# Exercise prompt
For this exercise, repeat each entry exactly as written.

── Recorded information ──

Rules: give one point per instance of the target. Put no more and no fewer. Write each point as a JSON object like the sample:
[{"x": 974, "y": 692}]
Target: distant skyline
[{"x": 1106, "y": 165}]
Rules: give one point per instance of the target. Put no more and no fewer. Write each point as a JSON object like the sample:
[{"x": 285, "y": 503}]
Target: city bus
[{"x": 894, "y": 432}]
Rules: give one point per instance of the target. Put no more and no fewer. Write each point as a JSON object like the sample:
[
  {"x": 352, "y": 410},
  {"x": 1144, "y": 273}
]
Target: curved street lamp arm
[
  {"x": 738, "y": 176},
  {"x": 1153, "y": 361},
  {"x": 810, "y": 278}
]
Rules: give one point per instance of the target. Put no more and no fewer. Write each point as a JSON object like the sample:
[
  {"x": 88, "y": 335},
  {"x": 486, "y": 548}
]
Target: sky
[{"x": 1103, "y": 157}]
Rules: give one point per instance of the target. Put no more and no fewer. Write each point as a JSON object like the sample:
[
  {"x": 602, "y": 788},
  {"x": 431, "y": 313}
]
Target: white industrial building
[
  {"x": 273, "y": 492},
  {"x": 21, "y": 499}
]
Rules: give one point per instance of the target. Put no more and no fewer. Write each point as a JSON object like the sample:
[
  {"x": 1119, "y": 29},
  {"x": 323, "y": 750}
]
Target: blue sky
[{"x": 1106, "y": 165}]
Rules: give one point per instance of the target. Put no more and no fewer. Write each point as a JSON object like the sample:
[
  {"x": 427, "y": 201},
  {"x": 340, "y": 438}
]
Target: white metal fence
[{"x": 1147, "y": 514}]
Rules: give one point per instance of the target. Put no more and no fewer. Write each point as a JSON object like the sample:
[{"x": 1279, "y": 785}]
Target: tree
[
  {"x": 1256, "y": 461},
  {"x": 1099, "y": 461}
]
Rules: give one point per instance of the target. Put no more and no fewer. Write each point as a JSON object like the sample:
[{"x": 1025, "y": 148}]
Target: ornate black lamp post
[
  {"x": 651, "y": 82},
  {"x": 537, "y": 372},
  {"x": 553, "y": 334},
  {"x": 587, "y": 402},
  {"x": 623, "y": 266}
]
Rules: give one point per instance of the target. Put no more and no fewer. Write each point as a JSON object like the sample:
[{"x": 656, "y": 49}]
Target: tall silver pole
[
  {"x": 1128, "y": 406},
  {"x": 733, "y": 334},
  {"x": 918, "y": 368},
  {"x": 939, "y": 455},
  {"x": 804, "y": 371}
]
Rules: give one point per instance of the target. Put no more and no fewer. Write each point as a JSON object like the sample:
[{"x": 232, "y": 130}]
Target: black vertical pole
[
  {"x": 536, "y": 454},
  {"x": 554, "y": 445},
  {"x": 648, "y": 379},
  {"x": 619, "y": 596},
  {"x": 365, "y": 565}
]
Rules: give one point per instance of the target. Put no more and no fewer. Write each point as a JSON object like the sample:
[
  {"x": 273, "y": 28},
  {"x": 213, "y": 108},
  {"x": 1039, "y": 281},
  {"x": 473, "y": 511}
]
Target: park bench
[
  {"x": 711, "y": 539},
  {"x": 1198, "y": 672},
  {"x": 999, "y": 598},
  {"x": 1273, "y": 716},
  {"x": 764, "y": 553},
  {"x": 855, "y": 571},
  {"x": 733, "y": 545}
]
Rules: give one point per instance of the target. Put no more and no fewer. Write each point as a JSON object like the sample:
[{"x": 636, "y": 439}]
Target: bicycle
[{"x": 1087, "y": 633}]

───

# Solution for this task
Rules: give one point per instance of the target. Put no more and no fewer. Write each point as a JSON object like the sample:
[{"x": 974, "y": 692}]
Target: distant skyline
[{"x": 1106, "y": 165}]
Rules: give one point per instance of the target. Put no more and no fewer. Write each point as a JSON object like the sample:
[{"x": 285, "y": 503}]
Target: city bus
[{"x": 894, "y": 432}]
Rules: give one point per instance of the target. Put no more and no fewer. Write each point as a JSON object like the sample:
[
  {"x": 352, "y": 410},
  {"x": 1144, "y": 273}
]
Target: curved street lamp arm
[
  {"x": 738, "y": 176},
  {"x": 1153, "y": 361},
  {"x": 810, "y": 278}
]
Rules: give one point per instance of the target. Put no more and no fewer. Write each point as a JSON object like the sample:
[
  {"x": 88, "y": 335},
  {"x": 486, "y": 548}
]
Target: sky
[{"x": 1103, "y": 157}]
Rules: give one point per instance of the target. Put no more and no fewer. Write each point as a JSON object like the sample:
[
  {"x": 602, "y": 788},
  {"x": 431, "y": 313}
]
Target: white industrial building
[
  {"x": 273, "y": 492},
  {"x": 21, "y": 499}
]
Rules: give one point per instance of the target. Put no more and no fewer. Write each point as a JSON object like the sample:
[
  {"x": 1119, "y": 29},
  {"x": 323, "y": 750}
]
Target: blue sky
[{"x": 1106, "y": 165}]
Rules: give one point per instance of the target. Put no more and no fewer. Write each point as a JSON object like the sample:
[
  {"x": 427, "y": 201},
  {"x": 340, "y": 438}
]
Target: white metal fence
[{"x": 1147, "y": 514}]
Rules: give one point per instance of the target. Put no more and no fewer. Write each point as a JSON object like the sample:
[{"x": 1279, "y": 785}]
Target: tree
[
  {"x": 1256, "y": 461},
  {"x": 1099, "y": 461}
]
Rules: give one point per instance of the target. Put no more and no fewer. Write each point as a JSON object like the sample:
[{"x": 1025, "y": 148}]
Target: ornate black lamp post
[
  {"x": 651, "y": 82},
  {"x": 537, "y": 372},
  {"x": 553, "y": 334},
  {"x": 587, "y": 402},
  {"x": 623, "y": 266}
]
Rules: give one point per instance of the target. Put no more and no fewer. Write each point as a JSON object like the sample:
[{"x": 656, "y": 49}]
Target: tall silver pole
[
  {"x": 1128, "y": 406},
  {"x": 733, "y": 334},
  {"x": 918, "y": 368},
  {"x": 939, "y": 455},
  {"x": 804, "y": 371}
]
Rules: give one point per instance of the target. Put no more and no fewer. Write each point as a JSON object like the sample:
[{"x": 232, "y": 130}]
Target: black vertical pole
[
  {"x": 536, "y": 454},
  {"x": 554, "y": 445},
  {"x": 648, "y": 379},
  {"x": 619, "y": 596},
  {"x": 365, "y": 565}
]
Rules: give one point per instance of the target. Put no more and no fewer. Write each point as a JSON object like the sample:
[
  {"x": 273, "y": 28},
  {"x": 213, "y": 108},
  {"x": 1039, "y": 281},
  {"x": 473, "y": 511}
]
Target: park bench
[
  {"x": 711, "y": 539},
  {"x": 1198, "y": 672},
  {"x": 999, "y": 598},
  {"x": 1273, "y": 716},
  {"x": 764, "y": 553},
  {"x": 855, "y": 571},
  {"x": 733, "y": 545}
]
Rules: give one point per instance of the target. Put no more and no fewer. Write each point as a JSON object like the sample:
[{"x": 636, "y": 439}]
Target: bicycle
[{"x": 1087, "y": 633}]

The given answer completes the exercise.